** The problem **
Across the whole listing, how many lines hold the word "clock"? Reply with the number by itself.

[Data extracts]

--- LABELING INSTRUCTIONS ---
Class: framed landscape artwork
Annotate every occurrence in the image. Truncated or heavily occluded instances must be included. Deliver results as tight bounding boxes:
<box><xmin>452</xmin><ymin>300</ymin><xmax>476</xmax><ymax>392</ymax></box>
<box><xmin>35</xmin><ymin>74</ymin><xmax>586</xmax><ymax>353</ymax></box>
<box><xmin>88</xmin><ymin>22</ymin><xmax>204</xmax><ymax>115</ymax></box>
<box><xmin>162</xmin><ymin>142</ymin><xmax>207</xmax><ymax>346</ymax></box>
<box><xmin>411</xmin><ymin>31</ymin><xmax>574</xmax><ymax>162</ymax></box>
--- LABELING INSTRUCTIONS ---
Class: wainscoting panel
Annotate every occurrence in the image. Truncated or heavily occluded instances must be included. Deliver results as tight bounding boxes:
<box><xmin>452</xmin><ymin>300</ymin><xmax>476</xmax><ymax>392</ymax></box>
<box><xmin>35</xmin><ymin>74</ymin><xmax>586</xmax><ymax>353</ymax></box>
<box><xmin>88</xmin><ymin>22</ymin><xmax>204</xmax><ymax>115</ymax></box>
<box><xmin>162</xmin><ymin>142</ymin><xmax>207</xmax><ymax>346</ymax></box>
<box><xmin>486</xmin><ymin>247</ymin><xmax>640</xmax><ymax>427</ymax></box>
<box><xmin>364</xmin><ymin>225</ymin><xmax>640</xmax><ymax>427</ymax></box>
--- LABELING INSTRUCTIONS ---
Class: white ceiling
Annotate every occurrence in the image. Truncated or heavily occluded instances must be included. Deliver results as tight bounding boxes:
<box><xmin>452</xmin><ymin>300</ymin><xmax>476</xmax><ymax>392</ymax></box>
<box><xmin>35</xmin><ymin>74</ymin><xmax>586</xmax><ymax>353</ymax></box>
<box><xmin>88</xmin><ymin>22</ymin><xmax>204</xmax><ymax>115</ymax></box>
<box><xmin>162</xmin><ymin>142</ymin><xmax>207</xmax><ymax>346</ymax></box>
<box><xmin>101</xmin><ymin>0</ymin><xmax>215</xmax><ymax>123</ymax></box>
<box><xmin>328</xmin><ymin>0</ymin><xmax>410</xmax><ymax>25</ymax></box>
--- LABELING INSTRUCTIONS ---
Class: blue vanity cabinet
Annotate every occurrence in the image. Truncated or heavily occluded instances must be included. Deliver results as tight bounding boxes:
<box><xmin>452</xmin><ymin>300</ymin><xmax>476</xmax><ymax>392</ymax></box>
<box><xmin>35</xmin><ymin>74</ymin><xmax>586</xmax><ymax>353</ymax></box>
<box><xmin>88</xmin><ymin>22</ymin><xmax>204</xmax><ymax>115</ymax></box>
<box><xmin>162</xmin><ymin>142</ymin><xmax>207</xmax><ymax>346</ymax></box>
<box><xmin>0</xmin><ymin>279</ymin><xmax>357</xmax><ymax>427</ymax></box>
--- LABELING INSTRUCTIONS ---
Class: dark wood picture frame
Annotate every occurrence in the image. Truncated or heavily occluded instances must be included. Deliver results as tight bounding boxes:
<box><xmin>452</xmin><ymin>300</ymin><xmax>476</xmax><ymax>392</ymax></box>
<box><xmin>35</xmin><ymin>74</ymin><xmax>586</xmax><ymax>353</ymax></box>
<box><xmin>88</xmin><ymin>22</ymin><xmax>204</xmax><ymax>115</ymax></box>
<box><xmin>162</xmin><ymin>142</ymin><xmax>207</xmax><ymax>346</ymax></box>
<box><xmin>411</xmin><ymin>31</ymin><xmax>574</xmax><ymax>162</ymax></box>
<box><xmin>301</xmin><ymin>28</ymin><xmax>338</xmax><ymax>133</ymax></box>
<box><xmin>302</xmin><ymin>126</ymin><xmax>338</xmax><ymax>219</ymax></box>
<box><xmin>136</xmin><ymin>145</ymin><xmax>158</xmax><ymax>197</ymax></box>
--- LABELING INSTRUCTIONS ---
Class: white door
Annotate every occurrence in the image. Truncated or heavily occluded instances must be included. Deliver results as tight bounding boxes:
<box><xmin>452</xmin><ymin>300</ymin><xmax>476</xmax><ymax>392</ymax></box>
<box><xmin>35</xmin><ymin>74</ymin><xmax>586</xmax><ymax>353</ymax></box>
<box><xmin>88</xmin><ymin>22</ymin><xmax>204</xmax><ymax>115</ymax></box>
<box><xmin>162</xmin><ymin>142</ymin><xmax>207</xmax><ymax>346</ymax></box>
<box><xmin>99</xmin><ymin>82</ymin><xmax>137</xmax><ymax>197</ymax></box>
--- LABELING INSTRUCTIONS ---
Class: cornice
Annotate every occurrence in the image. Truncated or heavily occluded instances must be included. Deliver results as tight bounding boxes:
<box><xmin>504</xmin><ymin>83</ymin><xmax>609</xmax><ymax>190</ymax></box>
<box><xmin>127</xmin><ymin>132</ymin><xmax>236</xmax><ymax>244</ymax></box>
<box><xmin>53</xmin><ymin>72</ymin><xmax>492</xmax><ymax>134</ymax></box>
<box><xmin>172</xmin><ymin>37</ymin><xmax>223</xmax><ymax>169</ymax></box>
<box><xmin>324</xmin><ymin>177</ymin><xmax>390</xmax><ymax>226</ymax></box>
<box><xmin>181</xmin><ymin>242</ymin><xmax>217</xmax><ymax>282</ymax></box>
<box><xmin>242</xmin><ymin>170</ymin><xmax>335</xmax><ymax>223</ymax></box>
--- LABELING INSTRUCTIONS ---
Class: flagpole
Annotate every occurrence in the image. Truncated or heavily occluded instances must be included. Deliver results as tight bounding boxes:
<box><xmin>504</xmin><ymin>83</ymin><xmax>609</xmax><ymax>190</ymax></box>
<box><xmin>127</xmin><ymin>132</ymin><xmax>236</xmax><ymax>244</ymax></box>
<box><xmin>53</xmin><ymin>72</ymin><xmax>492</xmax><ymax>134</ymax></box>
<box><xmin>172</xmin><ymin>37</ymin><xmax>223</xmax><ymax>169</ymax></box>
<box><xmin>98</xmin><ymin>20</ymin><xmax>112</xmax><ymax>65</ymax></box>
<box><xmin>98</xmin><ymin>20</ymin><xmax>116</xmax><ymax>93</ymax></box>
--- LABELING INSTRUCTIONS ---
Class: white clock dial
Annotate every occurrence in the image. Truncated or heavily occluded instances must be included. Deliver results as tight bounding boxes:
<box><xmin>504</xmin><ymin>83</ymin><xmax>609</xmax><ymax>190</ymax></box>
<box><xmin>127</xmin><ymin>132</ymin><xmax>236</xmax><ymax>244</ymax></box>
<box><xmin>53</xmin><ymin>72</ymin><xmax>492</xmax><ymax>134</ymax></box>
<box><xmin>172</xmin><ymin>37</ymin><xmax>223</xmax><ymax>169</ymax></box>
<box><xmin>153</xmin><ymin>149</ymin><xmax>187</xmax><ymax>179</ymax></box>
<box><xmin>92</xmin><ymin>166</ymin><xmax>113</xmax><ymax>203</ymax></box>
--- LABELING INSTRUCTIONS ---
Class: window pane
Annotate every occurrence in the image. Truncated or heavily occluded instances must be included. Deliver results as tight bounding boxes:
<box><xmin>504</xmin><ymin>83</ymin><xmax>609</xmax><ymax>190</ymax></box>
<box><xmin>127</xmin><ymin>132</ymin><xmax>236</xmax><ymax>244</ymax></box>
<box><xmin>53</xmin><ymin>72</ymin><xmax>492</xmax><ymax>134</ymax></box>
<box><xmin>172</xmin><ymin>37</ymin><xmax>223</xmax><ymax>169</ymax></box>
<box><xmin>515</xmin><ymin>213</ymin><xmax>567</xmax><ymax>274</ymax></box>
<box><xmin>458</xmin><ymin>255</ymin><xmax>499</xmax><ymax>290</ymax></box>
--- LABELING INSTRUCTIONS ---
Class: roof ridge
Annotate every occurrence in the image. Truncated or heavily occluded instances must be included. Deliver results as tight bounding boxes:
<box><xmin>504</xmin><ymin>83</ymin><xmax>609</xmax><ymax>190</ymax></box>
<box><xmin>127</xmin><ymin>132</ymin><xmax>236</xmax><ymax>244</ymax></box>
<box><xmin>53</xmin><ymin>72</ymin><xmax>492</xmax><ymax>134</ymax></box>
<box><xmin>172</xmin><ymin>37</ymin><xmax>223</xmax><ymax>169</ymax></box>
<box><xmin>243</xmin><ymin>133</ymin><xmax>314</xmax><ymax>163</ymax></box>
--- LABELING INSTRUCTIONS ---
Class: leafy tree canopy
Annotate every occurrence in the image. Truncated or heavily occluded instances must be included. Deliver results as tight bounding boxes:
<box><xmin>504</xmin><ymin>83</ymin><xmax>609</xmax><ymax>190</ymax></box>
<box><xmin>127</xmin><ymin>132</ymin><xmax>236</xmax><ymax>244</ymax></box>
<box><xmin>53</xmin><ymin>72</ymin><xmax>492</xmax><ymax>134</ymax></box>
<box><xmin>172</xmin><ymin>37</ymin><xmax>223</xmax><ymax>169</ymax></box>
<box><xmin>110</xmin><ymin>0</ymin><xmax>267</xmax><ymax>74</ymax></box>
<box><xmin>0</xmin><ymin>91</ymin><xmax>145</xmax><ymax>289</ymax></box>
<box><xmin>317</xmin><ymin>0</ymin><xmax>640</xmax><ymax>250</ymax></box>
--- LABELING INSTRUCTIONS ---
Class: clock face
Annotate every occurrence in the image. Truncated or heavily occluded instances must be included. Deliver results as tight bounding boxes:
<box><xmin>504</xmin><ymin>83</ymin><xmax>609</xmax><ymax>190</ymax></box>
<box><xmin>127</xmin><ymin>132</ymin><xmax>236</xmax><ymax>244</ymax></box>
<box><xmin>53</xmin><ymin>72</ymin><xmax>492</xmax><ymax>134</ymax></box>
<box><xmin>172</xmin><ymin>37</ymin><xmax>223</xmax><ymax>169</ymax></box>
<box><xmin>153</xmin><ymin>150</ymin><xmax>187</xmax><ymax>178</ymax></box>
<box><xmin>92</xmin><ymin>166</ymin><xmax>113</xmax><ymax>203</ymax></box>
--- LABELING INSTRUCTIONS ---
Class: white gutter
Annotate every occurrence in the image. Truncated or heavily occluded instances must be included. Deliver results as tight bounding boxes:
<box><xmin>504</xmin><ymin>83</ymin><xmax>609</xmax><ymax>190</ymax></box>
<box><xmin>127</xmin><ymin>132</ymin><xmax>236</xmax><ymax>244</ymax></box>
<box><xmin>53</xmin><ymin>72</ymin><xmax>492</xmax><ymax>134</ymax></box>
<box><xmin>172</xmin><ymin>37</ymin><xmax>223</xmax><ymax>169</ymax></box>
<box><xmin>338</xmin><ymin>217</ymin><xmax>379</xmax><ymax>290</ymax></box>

[/Data extracts]

** The answer **
2